━━ PASSAGE FOR REVIEW
The Brewers’ Big Horses

O, the brewer’s big horses, comin’ down de road
A totin’ along old Lucifer’s load
Dey step so high and dey step so free
But them big horses can’t run over me

Chorus:
O no! boys O no!
De turnpike’s free where ever I go
I’m a temperance ingine don’t you see
So them big horses can’t run ovah me
Repeat with “toot toot toots”

O de liquo’ men been actin lak de own de place
A livin’ off de sweat o’ de po’ man’s face
Dey’s fat and sassy as dey can be
But deir big horses can’t run ovah me

Chorus

I’ll harness dem horses to de temperance cart
I’ll hit ’em with the gad fo’ to give ’em a start
I’ll teach ’em how fo’ to haw an’ gee
So them big horses can’t run ovah me

Chorus

It took me a while to find this song on the internet. It is listed in temperance songs in wikipedia: https://en.wikipedia.org/wiki/Temperance_songs and is mentioned in The Christian Advocate under lyrics: The Brewers Big Horses. It is listed as written in 1913 by JB Herbert and HS Taylor. Isn’t it interesting that Budweiser still uses the Brewer’s Big Horses in advertising?

Again, this is a song I was learning way before I know what a brewer or a turnpike was. My parents stopped singing a bunch of songs when they realized that I was memorizing all of them. They did not want me singing certain songs in Kindergarten.

They did not need to worry. I shut up when I got to school, because no one wanted to sing and no one knew the songs. They all talked about television and we didn’t have one.

I was very disappointed in school. Not enough singing and it was lonely.

Juxtaposition

The photograph in my Quimper Family Medicine home clinic and guest room is of my grandmother and my daughter, in 1988. I took the picture. My grandmother is Evelyn Ottaway. The other picture is one of my mother/baby or parent/child pictures. I like the juxtaposition.

It’s not just parent/child that is important. It is parent/child, grandparent/child, great grandparent/child.

I am reading a book that appeared in my little free library box, about grandmothering skills. It’s got some very interesting ideas and I am enjoying it! Radical, man.
━━━━
◆ WORK TO COMPLETE ◆
[1] According to the blog post, in what year was the song written, and by whom?
[2] Repeat the portion of the blog post starting with "The Brewers’ Big" and going on through "no! boys O no!".
[3] Carry on the blog post from the point where it stops.
The rows have no connection to the blog post.
━━ SUPPLIED DATA
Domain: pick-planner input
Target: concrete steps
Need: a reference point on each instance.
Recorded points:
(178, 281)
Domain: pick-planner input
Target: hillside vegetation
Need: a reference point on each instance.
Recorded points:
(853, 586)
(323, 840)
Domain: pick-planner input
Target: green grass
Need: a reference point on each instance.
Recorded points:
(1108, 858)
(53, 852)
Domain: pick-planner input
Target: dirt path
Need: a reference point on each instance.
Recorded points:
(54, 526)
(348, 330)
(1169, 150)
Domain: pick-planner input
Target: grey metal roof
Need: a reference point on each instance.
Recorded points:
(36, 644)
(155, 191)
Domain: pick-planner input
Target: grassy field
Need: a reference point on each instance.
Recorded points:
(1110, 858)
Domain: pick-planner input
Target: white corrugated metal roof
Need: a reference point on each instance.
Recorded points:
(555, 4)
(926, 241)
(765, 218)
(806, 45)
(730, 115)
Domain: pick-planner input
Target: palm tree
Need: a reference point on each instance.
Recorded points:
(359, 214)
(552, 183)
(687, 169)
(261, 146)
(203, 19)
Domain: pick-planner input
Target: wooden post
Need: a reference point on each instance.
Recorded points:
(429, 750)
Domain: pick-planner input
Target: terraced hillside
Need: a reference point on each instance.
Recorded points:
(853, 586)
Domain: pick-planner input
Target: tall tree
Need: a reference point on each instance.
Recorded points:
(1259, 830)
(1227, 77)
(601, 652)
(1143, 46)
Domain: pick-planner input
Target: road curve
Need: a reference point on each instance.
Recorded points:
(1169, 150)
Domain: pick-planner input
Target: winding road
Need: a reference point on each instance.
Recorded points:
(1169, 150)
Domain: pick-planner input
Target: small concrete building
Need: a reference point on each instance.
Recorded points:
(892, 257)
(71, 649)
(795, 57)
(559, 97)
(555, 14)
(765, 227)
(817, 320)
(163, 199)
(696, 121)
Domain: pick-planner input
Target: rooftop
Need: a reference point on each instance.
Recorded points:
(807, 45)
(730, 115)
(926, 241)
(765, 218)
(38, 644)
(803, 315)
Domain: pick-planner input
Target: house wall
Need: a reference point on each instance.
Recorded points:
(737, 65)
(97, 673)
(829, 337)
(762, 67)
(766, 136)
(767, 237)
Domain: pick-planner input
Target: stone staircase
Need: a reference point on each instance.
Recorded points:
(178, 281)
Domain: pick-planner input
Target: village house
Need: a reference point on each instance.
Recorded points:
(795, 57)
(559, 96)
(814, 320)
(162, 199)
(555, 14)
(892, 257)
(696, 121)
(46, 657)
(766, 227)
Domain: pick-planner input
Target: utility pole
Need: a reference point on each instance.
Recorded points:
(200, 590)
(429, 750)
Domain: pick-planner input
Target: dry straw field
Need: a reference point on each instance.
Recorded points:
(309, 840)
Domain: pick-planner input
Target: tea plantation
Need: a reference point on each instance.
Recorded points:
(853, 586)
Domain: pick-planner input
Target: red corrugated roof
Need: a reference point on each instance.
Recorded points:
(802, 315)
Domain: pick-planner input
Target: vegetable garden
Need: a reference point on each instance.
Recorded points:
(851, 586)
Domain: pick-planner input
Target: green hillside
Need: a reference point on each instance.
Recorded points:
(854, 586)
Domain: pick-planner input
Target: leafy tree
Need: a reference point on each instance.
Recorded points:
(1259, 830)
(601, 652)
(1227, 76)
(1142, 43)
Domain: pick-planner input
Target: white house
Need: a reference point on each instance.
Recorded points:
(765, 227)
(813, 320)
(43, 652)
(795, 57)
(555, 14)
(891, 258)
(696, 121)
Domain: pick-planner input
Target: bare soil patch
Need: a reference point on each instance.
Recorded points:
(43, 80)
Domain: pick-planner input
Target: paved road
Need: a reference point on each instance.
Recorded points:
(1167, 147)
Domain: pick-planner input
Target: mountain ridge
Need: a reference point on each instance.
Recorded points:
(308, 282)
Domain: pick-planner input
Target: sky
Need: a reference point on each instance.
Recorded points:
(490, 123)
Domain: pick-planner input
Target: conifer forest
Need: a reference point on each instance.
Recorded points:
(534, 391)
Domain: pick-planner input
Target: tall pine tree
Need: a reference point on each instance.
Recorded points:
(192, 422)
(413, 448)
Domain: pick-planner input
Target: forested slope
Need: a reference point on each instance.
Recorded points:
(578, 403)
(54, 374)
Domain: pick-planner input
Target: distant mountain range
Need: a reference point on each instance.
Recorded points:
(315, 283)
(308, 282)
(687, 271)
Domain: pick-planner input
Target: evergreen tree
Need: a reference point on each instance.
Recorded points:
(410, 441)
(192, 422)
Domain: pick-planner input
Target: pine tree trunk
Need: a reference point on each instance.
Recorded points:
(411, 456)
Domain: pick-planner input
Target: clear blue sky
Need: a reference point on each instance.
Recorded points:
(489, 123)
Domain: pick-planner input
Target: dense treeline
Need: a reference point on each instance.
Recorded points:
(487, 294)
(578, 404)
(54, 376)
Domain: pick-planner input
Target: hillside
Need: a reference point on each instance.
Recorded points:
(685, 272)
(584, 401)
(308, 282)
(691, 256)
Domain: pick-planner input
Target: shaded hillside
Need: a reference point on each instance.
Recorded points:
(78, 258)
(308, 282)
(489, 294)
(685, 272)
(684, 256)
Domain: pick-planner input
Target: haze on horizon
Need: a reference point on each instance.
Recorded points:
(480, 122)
━━━━
◆ RESPONSES IN ORDER ◆
[1] It was written in 1913 by JB Herbert and HS Taylor.

[2]
The Brewers’ Big Horses

O, the brewer’s big horses, comin’ down de road
A totin’ along old Lucifer’s load
Dey step so high and dey step so free
But them big horses can’t run over me

Chorus:
O no! boys O no!

[3]
My grandmother had amazing organizational skills. I think that my daughter got them from her.

For the Ragtag Daily Prompt: Radical.

Mundane Monday 188: making a move

The theme for Mundane Monday 188 is making a move.

Do you have a photograph or series of shots about making a move?

Princess Mittens is contemplating her move in the first shot. Next:


Princess starting her move...
Princess starts her move
cat climbing into the lap of the reader
slick move
cat settling in to lap
settling in!

_______________________________

Mondane Munday 187’s theme was warm:

klallendorfer has lots of warm photographs.

N is for normal

N is for normal. How often do you feel normal? Are your feelings normal? Are mine?

I kept my books from when I was little and I have some of my mother’s too. Some we wore out. I am thinking of Nobody is Perfick, a book by Bernard Waber. The illustrations are fabulous as are the sentiments from a kid’s point of view. Peter Perfect is held up as a model to all the other children: he is polite, he says thank you, he says please, he doesn’t roll in the glorious mud….. but…. the ending is very satisfying.

Does normal mean average? No one is the perfect average. Does normal mean the cultural norm? Are animals normal? Maybe we are all normal all the time: if a sparrow is normal and a deer is normal and a cat is normal even when she is acting like there is a phantom in the house…. maybe we are all normal too….

N

And since we’re on children’s books, I started playing with N words, inspired by another great children’s author….

Normal is nice, normal is nutty, normal is naughty and nasty and new. Maybe it’s nearly narcissistic to need to know that no one is not normal. It’s nasty to natter that Norman’s not normal. It’s naughty to name a normal nematode Abnormal Norma. Nodes newly known nearly never need normalcy. It’s not nice to knock nude nuts. Knight knapping is not as nice as night napping… nighty night!

Bernard Waber’s website: http://www.bernardwaber.com/

nematodes: http://entnemdept.ufl.edu/creatures/nematode/soil_nematode.htm

I took the photograph of my daughter and two friends at an October beach Hawaiian birthday party…  the coldest Hawaiian birthday party I’ve been to, so the girls were gathering wood for the fire.